Object detection data:
- - - -
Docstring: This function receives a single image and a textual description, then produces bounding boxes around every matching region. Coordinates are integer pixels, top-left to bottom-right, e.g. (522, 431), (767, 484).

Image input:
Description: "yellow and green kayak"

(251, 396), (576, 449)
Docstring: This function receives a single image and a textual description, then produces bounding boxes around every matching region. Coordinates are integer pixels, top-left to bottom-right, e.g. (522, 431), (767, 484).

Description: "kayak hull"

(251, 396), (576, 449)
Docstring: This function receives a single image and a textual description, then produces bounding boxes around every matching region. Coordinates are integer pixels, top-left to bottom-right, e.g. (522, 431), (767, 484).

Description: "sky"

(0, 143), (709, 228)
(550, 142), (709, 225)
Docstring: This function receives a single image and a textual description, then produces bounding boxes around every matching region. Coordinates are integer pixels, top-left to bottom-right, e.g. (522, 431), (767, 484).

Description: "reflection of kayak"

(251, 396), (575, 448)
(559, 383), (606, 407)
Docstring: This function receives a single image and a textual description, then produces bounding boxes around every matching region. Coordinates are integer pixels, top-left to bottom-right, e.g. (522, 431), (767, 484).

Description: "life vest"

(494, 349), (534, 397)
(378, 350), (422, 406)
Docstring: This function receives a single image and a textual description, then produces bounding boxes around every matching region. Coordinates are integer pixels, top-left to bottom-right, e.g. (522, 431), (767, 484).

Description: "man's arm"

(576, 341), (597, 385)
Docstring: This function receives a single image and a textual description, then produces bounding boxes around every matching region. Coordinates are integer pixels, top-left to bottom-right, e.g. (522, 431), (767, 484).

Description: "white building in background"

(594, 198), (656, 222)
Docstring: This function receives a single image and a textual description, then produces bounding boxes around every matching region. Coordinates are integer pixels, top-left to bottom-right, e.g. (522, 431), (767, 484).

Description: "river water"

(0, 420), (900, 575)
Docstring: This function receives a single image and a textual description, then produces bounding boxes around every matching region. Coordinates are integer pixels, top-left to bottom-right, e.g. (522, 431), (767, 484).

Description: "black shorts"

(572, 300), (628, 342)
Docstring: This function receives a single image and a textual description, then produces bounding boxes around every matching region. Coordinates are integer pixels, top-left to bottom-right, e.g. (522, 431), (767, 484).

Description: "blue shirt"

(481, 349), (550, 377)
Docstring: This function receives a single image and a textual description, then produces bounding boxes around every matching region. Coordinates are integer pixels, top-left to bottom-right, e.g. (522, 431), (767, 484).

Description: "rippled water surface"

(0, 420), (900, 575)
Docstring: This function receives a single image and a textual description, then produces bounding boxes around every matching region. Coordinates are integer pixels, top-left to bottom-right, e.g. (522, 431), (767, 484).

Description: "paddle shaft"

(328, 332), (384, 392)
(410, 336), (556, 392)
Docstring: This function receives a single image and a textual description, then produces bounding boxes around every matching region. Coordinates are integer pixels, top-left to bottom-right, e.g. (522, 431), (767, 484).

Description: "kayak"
- - - -
Directions: Turn every line of the material above into a numbered list, leaving out the blank lines.

Written answer:
1. Docstring: This function receives a single image and a textual description, then produces bounding boxes around every matching region. Coordinates are integer pixels, top-left to bottom-right, e.g. (522, 431), (767, 484).
2. Image input:
3. Description: "yellow and green kayak"
4. (251, 396), (576, 449)
5. Docstring: This function receives a single image and a textual description, then produces bounding boxes around every matching region. Coordinates are integer pixels, top-left to bottom-right, e.g. (522, 431), (767, 484).
6. Description: "kayak hull"
7. (251, 396), (576, 449)
8. Docstring: This function receives a single image and a textual description, then produces bounding boxes around every matching region. Coordinates are integer pixels, top-left to bottom-right, e.g. (522, 431), (767, 484).
9. Description: "sky"
10. (0, 143), (709, 228)
11. (550, 142), (709, 225)
12. Docstring: This function receives a single image and a textual description, then produces bounding boxes around every matching region. Coordinates are integer pixels, top-left to bottom-right, e.g. (522, 431), (767, 484).
13. Description: "reflection of kayak"
14. (251, 396), (575, 448)
15. (559, 383), (606, 407)
16. Docstring: This function receives a single image and a textual description, then produces bounding boxes around every matching region. Coordinates are integer pixels, top-left to bottom-right, e.g. (522, 431), (767, 484).
17. Description: "life vest"
18. (494, 349), (534, 397)
19. (378, 350), (422, 406)
20. Docstring: This function receives a single image and a textual description, then produces bounding boxes around every matching region. Coordinates are integer pixels, top-left to bottom-right, e.g. (522, 431), (767, 484).
21. Description: "man's arm"
22. (576, 341), (597, 385)
23. Docstring: This function receives a single image and a textual description, then produces bounding boxes around every matching region. Coordinates are integer pixels, top-left to bottom-right, e.g. (522, 431), (767, 484).
24. Description: "white building in background"
25. (594, 198), (656, 222)
26. Docstring: This function receives a single image and a textual description, then produces bounding boxes around every matching region. Coordinates are integer pixels, top-left to bottom-right, e.g. (522, 431), (767, 484).
27. Description: "river water"
28. (0, 420), (900, 575)
29. Docstring: This function receives a single image and a textual description, then produces bounding boxes around every matching region. Coordinates are integer pixels, top-left to bottom-right, e.g. (522, 431), (767, 484).
30. Description: "black shorts"
31. (572, 300), (628, 342)
32. Docstring: This function receives a single image and a textual description, then produces bounding boxes around every matching region. Coordinates are integer pixels, top-left to bottom-right, e.g. (522, 431), (767, 484).
33. Description: "blue shirt"
34. (481, 349), (550, 377)
35. Docstring: This function receives a single image and a textual description, then produces bounding boxes around every matching region. Coordinates are integer pixels, top-left to bottom-right, e.g. (522, 431), (767, 484).
36. Description: "rippled water surface"
37. (0, 420), (900, 575)
38. Docstring: This function receives a single image and a textual description, then produces bounding boxes around every matching region. Coordinates are integer pixels, top-left to bottom-right, e.g. (522, 431), (767, 484).
39. Description: "paddle shaft"
40. (328, 332), (384, 392)
41. (410, 336), (556, 392)
42. Docstring: This function receives a single image and a textual description, then produces bounding boxes around every matching region. Coordinates are integer pixels, top-left to bottom-right, e.g. (522, 431), (767, 484).
43. Description: "kayak"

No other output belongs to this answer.